◆ Задание
В приведенном ниже очерке о скульпторе Иване Мартосе перескажите кратким списком основные факты абзаца, начинающегося словами «Ко дню торжественного открытия памятника».

◆ Исходный текст
* * * * * * * * *

Иван Петрович Мартос

Немолчный призыв

Иван Петрович Мартос. Портрет работы Александр Варнек

Иван Петрович Мартос. Портрет работы Александр Варнек

Теплым августовским вечером 1829 года молодой человек ему минуло восемнадцать), примостившись у приставленного окну столика, старательным, еще почти ученическим почерком выводил строчки в только что купленной тетради. На ее обложке значилось: «Журнал моей поездки в Москву и пребывания в оной».

Многое тогда поразило в «белокаменной» юного Виссариана Григорьевича Белинского — уроженца уездного городка Чембар Пензенской губернии, решившего поступать в Московский университет. Остановился он у родственника своего товарища по пензенской гимназии и попутчика Вани Владыкина, как раз и жившего неподалеку от Красной площади. Так что всякий день приезжие юноши могли любоваться дорогими для каждого русского сердца памятниками — и древними, и более новыми.

В диковину для них был скульптурный монумент, установленный почти посередине площади, у портика Верхних торговых рядов,— здание это, построенное после пожара 1812 года, в конце XIX века было заменено новым, с тем же названием и назначением (ныне здание ГУМа). Монумент же сохранился, правда, его передвинули ближе к храму Василия Блаженного. Всем знакома сегодня скульптурная группа на высоком постаменте, на котором крупно высечена надпись: «Гражданину Минину и князю Пожарскому благодарная Россия. Лета 1818».

Юный Белинский вписал в свой журнал тогда исполненные неподдельного восхищения слова: «Может быть, время сокрушит эту бронзу, но священные их имена не исчезнут в океане вечности... Они всегда будут воспламенять любовь к Родине в сердцах своих потомков. Завидный удел! Счастливая участь!»

Автора одного из наиболее величественных памятников, навсегда ставшего немолчным призывом к самоотверженному служению Отечеству и народу, звали Иван Петрович Мартос.

Ко дню торжественного открытия памятника Минину и Пожарскому — 20 февраля 1818 года — Ивану Петровичу Мартосу шел уже шестьдесят четвертый год. Родился он в июне 1754 года на Украине, в Полтавской губернии, в семье мелкопоместного шляхтича. Не слишком много сведений сохранилось о первых годах жизни в будущем знаменитого скульптора. Можно, однако, с уверенностью полагать, что мало чем обстановка в его отчем доме отличалась от той, в которой жили рядовые землепашцы-казаки: такая же крытая соломой хата-мазанка — разве что размером чуть побольше, те же заботы — о пашне, о скотине, о хлебе. Даже «шляхетской» (иными словами, дворянской) эту семью можно было называть лишь условно: ведь дворянские грамоты полковники, сотники и есаулы получили много лет спустя уже после рождения Ивана Петровича, в царствование Екатерины II, в 1783 году, после окончательного упразднения остатков казачьей «вольности». Не легко определить, кто, когда и как надоумил И. Мартоса вступить на путь искусства, а семью — согласиться на столь редкостный для казака удел. Но так или иначе, а в 1764 году в числе воспитанников Санкт-Петербургской императорской Академии художеств десятилетний Иван Мартос уже состоял.

* * * * * * * * *

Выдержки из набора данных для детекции
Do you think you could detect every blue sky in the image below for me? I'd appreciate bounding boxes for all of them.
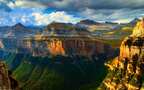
[0,0,144,26]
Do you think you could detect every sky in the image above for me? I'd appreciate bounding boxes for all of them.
[0,0,144,26]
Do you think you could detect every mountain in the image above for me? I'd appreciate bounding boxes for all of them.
[77,19,100,25]
[0,23,43,39]
[99,19,144,90]
[43,22,90,36]
[129,18,140,26]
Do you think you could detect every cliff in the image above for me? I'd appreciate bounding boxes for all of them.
[24,36,114,56]
[99,19,144,90]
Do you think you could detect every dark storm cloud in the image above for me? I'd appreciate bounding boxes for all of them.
[11,0,144,10]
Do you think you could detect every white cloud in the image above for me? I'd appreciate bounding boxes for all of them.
[32,11,81,25]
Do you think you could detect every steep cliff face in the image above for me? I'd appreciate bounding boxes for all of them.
[24,36,113,56]
[99,19,144,90]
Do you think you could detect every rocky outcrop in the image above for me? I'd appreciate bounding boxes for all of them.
[99,19,144,90]
[24,36,113,56]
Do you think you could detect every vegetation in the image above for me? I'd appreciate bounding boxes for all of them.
[0,53,112,90]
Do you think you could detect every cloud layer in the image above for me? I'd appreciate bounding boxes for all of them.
[0,0,144,25]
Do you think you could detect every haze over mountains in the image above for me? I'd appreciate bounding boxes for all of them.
[0,19,143,90]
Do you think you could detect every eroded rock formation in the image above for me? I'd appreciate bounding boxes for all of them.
[99,19,144,90]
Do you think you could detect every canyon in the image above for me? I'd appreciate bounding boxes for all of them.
[98,19,144,90]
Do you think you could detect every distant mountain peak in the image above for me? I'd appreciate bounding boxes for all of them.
[130,18,140,26]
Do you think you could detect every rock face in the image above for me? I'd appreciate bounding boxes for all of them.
[24,36,113,56]
[99,19,144,90]
[0,62,12,90]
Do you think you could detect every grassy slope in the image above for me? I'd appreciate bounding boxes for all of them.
[3,54,110,90]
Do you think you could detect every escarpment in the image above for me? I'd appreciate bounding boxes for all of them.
[24,23,114,57]
[99,19,144,90]
[0,61,20,90]
[24,36,113,56]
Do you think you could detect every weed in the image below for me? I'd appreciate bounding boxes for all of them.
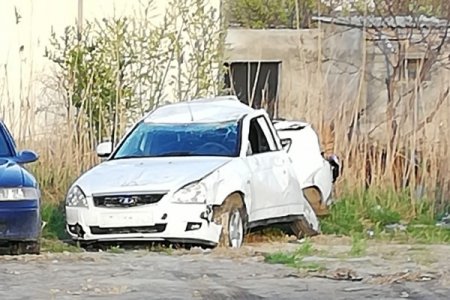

* * * * * * * * *

◆ Результат выполнения
- Ко дню открытия памятника Минину и Пожарскому (20 февраля 1818 года) Мартосу шел шестьдесят четвертый год.
- Родился в июне 1754 года на Украине, в Полтавской губернии, в семье мелкопоместного шляхтича.
- О его ранних годах сведений сохранилось немного. Обстановка в отчем доме, по всей видимости, мало отличалась от быта рядовых землепашцев-казаков: крытая соломой хата-мазанка, заботы о пашне, скотине и хлебе.
- Называть семью «шляхетской» можно лишь условно. Полковники, сотники и есаулы получили дворянские грамоты только в 1783 году, при Екатерине II, после упразднения остатков казачьей «вольности».
- Неизвестно, кто, когда и как надоумил его избрать путь искусства, а семью согласиться на это.
- В 1764 году десятилетний Мартос уже был воспитанником Санкт-Петербургской императорской Академии художеств.